EXERCISE PROMPT: Would you write out all the records again, exactly?

Items from a data source:

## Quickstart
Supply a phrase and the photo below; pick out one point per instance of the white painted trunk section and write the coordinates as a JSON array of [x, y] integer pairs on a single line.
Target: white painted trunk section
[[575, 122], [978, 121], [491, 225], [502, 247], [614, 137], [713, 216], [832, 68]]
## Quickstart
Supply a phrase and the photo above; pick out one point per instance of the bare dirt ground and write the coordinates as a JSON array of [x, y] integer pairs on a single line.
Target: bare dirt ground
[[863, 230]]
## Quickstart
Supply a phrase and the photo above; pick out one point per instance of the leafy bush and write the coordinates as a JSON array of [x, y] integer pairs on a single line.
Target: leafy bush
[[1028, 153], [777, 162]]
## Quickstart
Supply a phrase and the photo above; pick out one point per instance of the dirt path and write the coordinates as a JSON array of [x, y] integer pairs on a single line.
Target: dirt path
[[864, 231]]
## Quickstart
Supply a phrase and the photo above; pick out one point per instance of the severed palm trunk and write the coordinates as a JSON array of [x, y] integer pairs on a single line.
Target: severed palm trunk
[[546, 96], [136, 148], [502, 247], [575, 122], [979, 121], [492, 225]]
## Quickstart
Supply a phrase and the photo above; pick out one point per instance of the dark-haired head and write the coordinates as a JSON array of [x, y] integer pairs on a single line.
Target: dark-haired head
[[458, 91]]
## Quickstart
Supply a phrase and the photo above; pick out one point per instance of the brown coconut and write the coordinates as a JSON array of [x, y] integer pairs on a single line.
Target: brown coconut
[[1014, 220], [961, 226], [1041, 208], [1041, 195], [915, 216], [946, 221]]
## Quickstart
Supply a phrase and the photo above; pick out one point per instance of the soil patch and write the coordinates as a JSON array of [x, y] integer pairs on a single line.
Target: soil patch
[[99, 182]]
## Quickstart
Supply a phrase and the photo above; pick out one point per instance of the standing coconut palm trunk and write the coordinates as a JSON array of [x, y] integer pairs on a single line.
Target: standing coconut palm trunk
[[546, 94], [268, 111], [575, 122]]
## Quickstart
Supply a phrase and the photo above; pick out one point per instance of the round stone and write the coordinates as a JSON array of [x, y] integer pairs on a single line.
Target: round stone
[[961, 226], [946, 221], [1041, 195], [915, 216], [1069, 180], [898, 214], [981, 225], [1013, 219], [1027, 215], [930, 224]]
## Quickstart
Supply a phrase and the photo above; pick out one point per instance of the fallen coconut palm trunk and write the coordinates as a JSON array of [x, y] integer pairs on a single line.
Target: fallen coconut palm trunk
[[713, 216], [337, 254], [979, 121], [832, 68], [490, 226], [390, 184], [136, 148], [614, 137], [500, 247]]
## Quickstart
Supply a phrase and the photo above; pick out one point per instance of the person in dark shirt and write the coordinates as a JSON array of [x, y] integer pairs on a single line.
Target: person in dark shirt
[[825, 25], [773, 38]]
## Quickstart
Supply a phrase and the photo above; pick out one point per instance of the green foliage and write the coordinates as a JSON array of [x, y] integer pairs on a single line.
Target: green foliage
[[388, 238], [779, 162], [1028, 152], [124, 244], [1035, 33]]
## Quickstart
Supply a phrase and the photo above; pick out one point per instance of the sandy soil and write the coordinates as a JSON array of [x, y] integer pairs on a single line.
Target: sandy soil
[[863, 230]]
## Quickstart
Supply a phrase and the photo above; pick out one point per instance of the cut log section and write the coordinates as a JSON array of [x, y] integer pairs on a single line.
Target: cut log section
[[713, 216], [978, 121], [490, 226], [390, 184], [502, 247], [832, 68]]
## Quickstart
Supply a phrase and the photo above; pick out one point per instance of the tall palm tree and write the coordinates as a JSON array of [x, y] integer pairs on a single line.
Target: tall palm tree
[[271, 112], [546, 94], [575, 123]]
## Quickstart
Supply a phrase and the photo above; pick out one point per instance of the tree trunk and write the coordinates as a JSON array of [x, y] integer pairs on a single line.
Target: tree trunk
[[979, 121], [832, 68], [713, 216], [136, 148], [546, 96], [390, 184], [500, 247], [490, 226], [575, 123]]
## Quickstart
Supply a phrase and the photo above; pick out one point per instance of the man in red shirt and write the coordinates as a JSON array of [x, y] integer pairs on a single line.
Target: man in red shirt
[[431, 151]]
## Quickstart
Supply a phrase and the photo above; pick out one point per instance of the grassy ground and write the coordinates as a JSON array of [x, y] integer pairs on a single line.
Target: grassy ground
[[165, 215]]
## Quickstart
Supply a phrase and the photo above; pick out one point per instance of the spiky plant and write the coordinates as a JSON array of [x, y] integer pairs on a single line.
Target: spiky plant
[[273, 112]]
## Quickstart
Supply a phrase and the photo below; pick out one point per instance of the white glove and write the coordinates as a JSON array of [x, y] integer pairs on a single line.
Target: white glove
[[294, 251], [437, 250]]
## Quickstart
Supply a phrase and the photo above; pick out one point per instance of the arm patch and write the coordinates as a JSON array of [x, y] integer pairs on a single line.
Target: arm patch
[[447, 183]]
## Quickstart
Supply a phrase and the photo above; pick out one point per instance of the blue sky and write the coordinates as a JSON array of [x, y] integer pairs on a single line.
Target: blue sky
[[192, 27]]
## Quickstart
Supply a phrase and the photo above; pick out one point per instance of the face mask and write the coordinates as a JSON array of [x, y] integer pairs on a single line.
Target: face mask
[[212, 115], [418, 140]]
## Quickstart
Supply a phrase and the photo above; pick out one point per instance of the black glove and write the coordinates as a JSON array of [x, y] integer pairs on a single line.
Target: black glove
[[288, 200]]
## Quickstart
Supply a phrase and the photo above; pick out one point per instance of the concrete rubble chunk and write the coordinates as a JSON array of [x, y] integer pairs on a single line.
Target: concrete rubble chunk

YOUR SOLUTION:
## Quickstart
Supply a phrase and the photo below; pick out one point per instance of the white painted trunk section and write the coordinates as a JSON array of [x, y] integer pairs on a single line.
Target: white painted trunk section
[[575, 122], [978, 121], [491, 225], [502, 247], [614, 137], [713, 216], [832, 68]]
## Quickstart
Supply a phrase and the photo above; pick out one point per instance of the bare dirt ground and write the coordinates as a JSON array of [x, y] integer pairs on a single line.
Target: bare dirt ground
[[863, 230]]
## Quickstart
Supply a phrase and the photo above; pick out one point per instance of the leafy bush and write the coordinates as a JSON array of [x, y] integer pairs on a single line.
Target: leafy bush
[[1028, 153], [777, 162]]
## Quickstart
Supply a phrase and the photo above; pick out one point per instance of the dirt path and write the coordinates as a JSON array of [x, y] integer pairs on a single line.
Target: dirt path
[[864, 231]]
## Quickstart
Supply a phrase and the photo above; pick out one point per instance of the severed palm trunk and write the coordinates as a JSON array of [x, y] integer pairs on a single line.
Target: severed palm trunk
[[546, 96], [136, 148], [502, 247], [575, 122], [979, 121], [492, 225]]
## Quickstart
Supply a phrase and the photo above; pick out one point per instance of the dark-haired head and write the coordinates as a JSON array of [x, y] integer pairs on a single line.
Target: dark-haired head
[[458, 91]]
## Quickstart
Supply a phrase and the photo above; pick out one point per instance of the brown coconut and write the coordinates as a JSON array of [x, y] integer pairs on a single line.
Target: brown coconut
[[1014, 220], [961, 226], [1041, 208], [1041, 195], [915, 216], [946, 221]]
## Quickstart
Supply a phrase and the photo above; pick out one point per instance of the soil patch and write the coordinates as a JSON array of [x, y] integer pairs on a single line.
Target: soil patch
[[99, 182]]
## Quickstart
Supply a phrase and the photo above; pick out one point per instance of the standing coconut palm trunk and write the coordinates as a JSON array of [x, y] integer pairs on a single line.
Target: standing coconut palm trunk
[[546, 94], [268, 111], [575, 122]]
## Quickstart
Supply a phrase and the photo above; pick out one point per instance of the round stone and write the coordinates as a JSON array of [x, y] integer pairs on a single line.
Target: round stone
[[961, 226], [946, 221], [1041, 195], [915, 216], [1069, 180], [898, 214], [981, 225], [1013, 219], [1027, 215], [930, 224]]
## Quickstart
Supply a phrase and the photo above; pick out one point per instance of the fallen coconut palm trunk and write the coordinates as a JSON array of [x, y] integer pairs on a single line.
Target: fallen coconut palm trunk
[[713, 216], [337, 254], [979, 121], [832, 68], [490, 226], [390, 184], [136, 148], [614, 137], [500, 247]]
## Quickstart
Supply a phrase and the photo above; pick out one point per instance of the person in dark shirt and write the coordinates as a JSON array of [x, y] integer pairs on a single line.
Target: person in dark shirt
[[825, 25], [773, 38]]
## Quickstart
Supply a phrase and the photo above; pick out one point per instance of the green foliage and write the coordinates as a JSON array of [x, y] integer pairs on a single line.
Target: green foliage
[[388, 238], [779, 162], [1028, 152], [124, 244], [1035, 33]]
## Quickstart
Supply a phrase and the photo above; pick out one point per instance of the sandy soil and write the coordinates as a JSON array of [x, y] integer pairs on a single line.
Target: sandy soil
[[863, 230]]
## Quickstart
Supply a phrase and the photo above; pick out one point per instance of the cut log section and write the coordinates as a JSON array of [x, y] integer pairs on a single line.
Target: cut log section
[[713, 216], [978, 121], [490, 226], [390, 184], [502, 247], [832, 68]]
## Quickstart
Supply a phrase and the photo above; pick out one point per instance of the tall palm tree and write the coordinates as a JSON array of [x, y] integer pairs on a single line.
Target: tall palm tree
[[271, 112], [546, 94], [575, 123]]
## Quickstart
Supply a phrase and the photo above; pick out one point per instance of the tree trunk and write the coordinates as a JSON array of [x, y] integer pairs on a single line.
Target: tree trunk
[[979, 121], [832, 68], [713, 216], [136, 148], [546, 96], [390, 184], [500, 247], [490, 226], [575, 123]]
## Quickstart
Supply a phrase and the photo above; pick out one point per instance of the man in red shirt and write the coordinates as a JSON array of [x, y] integer pairs on a single line.
Target: man in red shirt
[[431, 151]]
## Quickstart
Supply a phrase and the photo above; pick out one point per instance of the grassy ground and write the coordinates as a JSON array of [x, y] integer pairs on a single line.
Target: grassy ground
[[165, 215]]
## Quickstart
Supply a phrase and the photo above; pick out one point per instance of the spiky plant and write the coordinates as a JSON array of [x, y] integer pairs on a single line.
Target: spiky plant
[[273, 112]]
## Quickstart
Supply a phrase and the photo below; pick out one point per instance of the white glove and write the coordinates as a JSON array of [x, y] integer pairs on a single line.
Target: white glove
[[294, 251], [437, 250]]
## Quickstart
Supply a phrase and the photo above; pick out one point per instance of the arm patch and write the coordinates as a JSON array of [x, y] integer pairs on a single line.
Target: arm patch
[[447, 183]]
## Quickstart
Supply a phrase and the photo above; pick out one point per instance of the blue sky and write the coordinates as a JSON array of [x, y] integer pairs on a single line.
Target: blue sky
[[192, 27]]
## Quickstart
Supply a phrase and the photo above; pick out one point per instance of the face mask and write the coordinates as a JSON array of [x, y] integer pairs on a single line.
Target: face mask
[[212, 115], [418, 140]]
## Quickstart
Supply a phrase and the photo above; pick out one point per instance of the black glove and write the coordinates as a JSON array of [x, y] integer pairs on a single line.
Target: black glove
[[288, 200]]
## Quickstart
Supply a phrase and the photo above; pick out one point per instance of the concrete rubble chunk and write the coordinates as a JSON array of [x, y] integer pairs on a single line.
Target: concrete rubble chunk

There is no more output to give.